» Requirement 1: In the mobile app post below, roughly what share of the smartphone market does Apple hold?

» Reading passage:
((
In this post we’ll look at 8 things you should carefully consider and evaluate before committing to your developing your first mobile app.

1. Which platform?
The obvious choice is the iPhone! But before you dive straight into to developing for the iPhone just because your CEO has one, consider the other smartphone platforms and if they might make more sense for you:
Blackberry
Palm Pre
Windows Mobile
Symbian
Android
Apple is holding about an 18% share of the smartphone market and with an app store that eclipses the competition both in terms of catalog size and number of downloads.
2. One step at a time
Don’t run before you can walk. Build for one platform first, release it and measure its success. Just because the big companies have apps for iPhone, Android and Blackberry doesn’t mean you need to have one.

3. Who will build it?
))
» Requirement 2: Please copy out every one of the records below word for word.

» Data provided:
((
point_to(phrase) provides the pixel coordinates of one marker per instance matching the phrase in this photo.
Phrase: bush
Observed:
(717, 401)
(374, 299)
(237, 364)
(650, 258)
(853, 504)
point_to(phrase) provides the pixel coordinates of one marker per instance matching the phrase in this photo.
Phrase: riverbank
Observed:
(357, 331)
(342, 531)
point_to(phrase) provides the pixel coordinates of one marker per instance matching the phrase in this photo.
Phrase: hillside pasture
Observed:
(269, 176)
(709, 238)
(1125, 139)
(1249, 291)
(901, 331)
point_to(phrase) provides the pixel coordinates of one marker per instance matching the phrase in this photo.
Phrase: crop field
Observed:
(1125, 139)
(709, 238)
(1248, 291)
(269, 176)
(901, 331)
))
» Final answer 1: About 18%.

» Final answer 2:
point_to(phrase) provides the pixel coordinates of one marker per instance matching the phrase in this photo.
Phrase: bush
Observed:
(717, 401)
(374, 299)
(237, 364)
(650, 258)
(853, 504)
point_to(phrase) provides the pixel coordinates of one marker per instance matching the phrase in this photo.
Phrase: riverbank
Observed:
(357, 331)
(342, 531)
point_to(phrase) provides the pixel coordinates of one marker per instance matching the phrase in this photo.
Phrase: hillside pasture
Observed:
(269, 176)
(709, 238)
(1125, 139)
(1249, 291)
(901, 331)
point_to(phrase) provides the pixel coordinates of one marker per instance matching the phrase in this photo.
Phrase: crop field
Observed:
(1125, 139)
(709, 238)
(1248, 291)
(269, 176)
(901, 331)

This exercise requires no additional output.